§ **WRITTEN PROBLEM**: Reproduce every one of the entries below word for word, line by line.

○ ○ ○ ○

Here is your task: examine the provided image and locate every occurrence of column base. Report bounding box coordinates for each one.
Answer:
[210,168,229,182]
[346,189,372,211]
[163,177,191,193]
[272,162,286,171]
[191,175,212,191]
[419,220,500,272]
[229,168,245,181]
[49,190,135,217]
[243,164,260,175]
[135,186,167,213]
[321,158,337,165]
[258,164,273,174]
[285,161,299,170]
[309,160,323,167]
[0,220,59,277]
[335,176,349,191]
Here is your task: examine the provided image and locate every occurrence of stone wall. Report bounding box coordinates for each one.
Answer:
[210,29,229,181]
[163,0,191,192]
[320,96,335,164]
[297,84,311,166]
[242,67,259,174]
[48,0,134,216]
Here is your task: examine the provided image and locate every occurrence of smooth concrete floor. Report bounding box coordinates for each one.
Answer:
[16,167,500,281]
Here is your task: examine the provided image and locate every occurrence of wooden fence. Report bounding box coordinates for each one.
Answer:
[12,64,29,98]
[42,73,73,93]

○ ○ ○ ○

§ **ANSWER TO THIS TASK**:
Here is your task: examine the provided image and locate every occurrence of column base. Report bounding box coordinates for each one.
Answer:
[210,168,229,182]
[346,189,372,211]
[163,177,191,193]
[272,162,286,171]
[191,175,212,191]
[419,220,500,272]
[229,168,245,181]
[49,190,135,217]
[243,164,260,175]
[135,186,167,213]
[321,158,337,165]
[258,164,273,174]
[285,161,299,170]
[309,160,323,167]
[0,220,59,277]
[335,176,349,191]
Here is your task: examine the provided image and locate every occurrence of stone wall. Report bounding box coordinates for each one.
Answer:
[210,29,229,181]
[163,0,191,192]
[320,96,335,164]
[297,84,311,166]
[242,67,259,174]
[48,0,134,216]
Here is your task: examine the provided image and locate every occurrence of smooth concrete floor. Report bounding box coordinates for each one.
Answer:
[16,167,500,281]
Here is your task: examine the provided image and locate every occurrence of wooden fence. Report bounding box coordinates for each one.
Answer:
[12,64,29,98]
[42,73,73,93]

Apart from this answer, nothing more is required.